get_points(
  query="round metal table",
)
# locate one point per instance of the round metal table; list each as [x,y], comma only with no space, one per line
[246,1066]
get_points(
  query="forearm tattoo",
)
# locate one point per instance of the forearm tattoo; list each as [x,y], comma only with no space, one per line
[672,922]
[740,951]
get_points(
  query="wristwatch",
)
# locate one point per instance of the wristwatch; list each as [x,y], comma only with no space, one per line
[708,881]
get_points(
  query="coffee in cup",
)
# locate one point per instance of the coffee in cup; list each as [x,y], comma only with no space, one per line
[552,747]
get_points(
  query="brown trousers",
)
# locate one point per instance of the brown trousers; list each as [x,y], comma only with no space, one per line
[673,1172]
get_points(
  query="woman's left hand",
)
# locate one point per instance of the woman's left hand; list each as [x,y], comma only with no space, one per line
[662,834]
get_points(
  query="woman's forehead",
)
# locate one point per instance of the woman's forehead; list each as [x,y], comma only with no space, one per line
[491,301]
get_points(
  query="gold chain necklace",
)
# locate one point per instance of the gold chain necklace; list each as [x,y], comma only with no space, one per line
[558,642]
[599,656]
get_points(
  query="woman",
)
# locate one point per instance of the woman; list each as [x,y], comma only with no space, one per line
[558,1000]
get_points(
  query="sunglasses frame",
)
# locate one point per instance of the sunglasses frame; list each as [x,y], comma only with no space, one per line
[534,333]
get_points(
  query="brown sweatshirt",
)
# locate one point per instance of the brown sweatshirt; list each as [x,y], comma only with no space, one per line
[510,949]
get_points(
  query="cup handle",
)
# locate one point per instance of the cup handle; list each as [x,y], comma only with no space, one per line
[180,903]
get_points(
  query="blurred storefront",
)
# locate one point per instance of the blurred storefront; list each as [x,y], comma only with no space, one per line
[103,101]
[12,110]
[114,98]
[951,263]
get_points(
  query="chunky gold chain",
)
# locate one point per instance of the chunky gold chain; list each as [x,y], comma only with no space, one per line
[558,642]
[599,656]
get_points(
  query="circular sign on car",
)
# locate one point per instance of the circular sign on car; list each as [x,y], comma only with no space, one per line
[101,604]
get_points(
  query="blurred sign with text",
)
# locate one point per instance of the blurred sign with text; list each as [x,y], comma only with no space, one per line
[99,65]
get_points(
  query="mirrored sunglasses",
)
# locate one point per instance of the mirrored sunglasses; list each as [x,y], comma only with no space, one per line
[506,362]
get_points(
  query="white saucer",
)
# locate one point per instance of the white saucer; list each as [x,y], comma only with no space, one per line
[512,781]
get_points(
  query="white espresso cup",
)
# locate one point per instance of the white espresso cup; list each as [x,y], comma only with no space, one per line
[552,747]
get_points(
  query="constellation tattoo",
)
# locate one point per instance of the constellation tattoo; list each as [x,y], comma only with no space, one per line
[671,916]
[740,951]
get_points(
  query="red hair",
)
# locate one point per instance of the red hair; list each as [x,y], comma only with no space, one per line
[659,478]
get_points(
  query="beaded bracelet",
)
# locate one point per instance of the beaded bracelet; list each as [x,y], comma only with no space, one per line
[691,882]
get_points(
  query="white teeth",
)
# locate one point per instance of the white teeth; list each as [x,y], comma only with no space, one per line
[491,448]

###

From the data above, extract every line in its exact form.

get_points(
  query="round metal table",
)
# locate one point per instance of the round metal table; list each as [x,y], comma only with no space, one per line
[246,1066]
get_points(
  query="forearm tattoo",
)
# locate one point per instance of the forearm tattoo; list each as [x,y], comma only with no space, one per line
[672,922]
[740,951]
get_points(
  query="wristwatch",
)
# locate one point per instance of the wristwatch; list each as [x,y], comma only with no space, one per line
[708,881]
get_points(
  query="coffee in cup",
)
# locate one point per instance of the coffee in cup; list each as [x,y], comma only with no space, one per line
[552,747]
get_points(
  query="brown trousers",
)
# locate one point per instance of the brown trousers; list each as [x,y], comma only with no space, one per line
[673,1172]
get_points(
  query="woman's left hand",
)
# locate one point per instance of the woman's left hand; list each as [x,y], comma only with no space, one per line
[662,834]
get_points(
  query="woman's forehead",
)
# locate one point per instance of the woman's forehead; list each as [x,y], comma only with no space, one per line
[491,301]
get_points(
  query="gold chain necklace",
)
# locate one point per instance of the gold chain necklace; list each as [x,y], comma only with no space, one per line
[558,642]
[599,656]
get_points(
  query="woman",
)
# locate one point per instance of the woman; list each as [x,y], comma only with no space, one per line
[558,1000]
get_points(
  query="sunglasses frame",
)
# locate one point per instance of the sunglasses frame; list each as [x,y], comma only with no space, one per line
[534,333]
get_points(
  query="brown sweatshirt",
)
# locate one point per instance of the brown sweatshirt; list each as [x,y], comma only with no space, one per line
[510,949]
get_points(
  query="cup handle",
)
# locate one point per instance of the cup handle; list each as [x,y], comma only with no space, one per line
[180,903]
get_points(
  query="blurred storefront",
)
# locate one point per instance of the blurred storefront; list each as [x,y], comma only with no space, one per line
[103,101]
[12,110]
[114,98]
[951,263]
get_points(
  query="chunky gold chain",
)
# locate one point per instance of the chunky gold chain; list each as [x,y], comma only with no space, one per line
[558,642]
[599,656]
get_points(
  query="circular sign on car",
)
# locate one point per instance of the circular sign on car; list each as [x,y], comma only with no space, one per line
[101,604]
get_points(
  query="blurred sign with text",
)
# locate one point per instance of the blurred sign with text; list each as [x,y], comma only with no space, one per line
[99,65]
get_points(
  query="mirrored sunglasses",
)
# locate one point per instance of the mirrored sunglasses; list each as [x,y], comma only with no space, one per line
[506,362]
get_points(
  query="white saucer",
)
# locate one point per instance of the white saucer; list each as [x,y], comma only with no space, one per line
[512,781]
get_points(
  query="white espresso cup",
)
# locate one point per instance of the white espresso cup; list each as [x,y], comma only with no space, one per line
[552,747]
get_points(
  query="constellation tattoo",
)
# locate one point per instance of the constellation tattoo; list each as [x,y], comma only with no space, one per line
[671,916]
[740,951]
get_points(
  query="red hair",
)
# locate one point per instance of the red hair; list each as [x,y], comma only with no space, one per line
[659,478]
get_points(
  query="beaded bracelet",
)
# locate one point per instance of the beaded bracelet; list each as [x,y], comma only with no space, one per line
[691,882]
get_points(
  query="white teeth",
)
# locate one point per instance of the white teeth; list each as [x,y], comma only with no space, one per line
[491,448]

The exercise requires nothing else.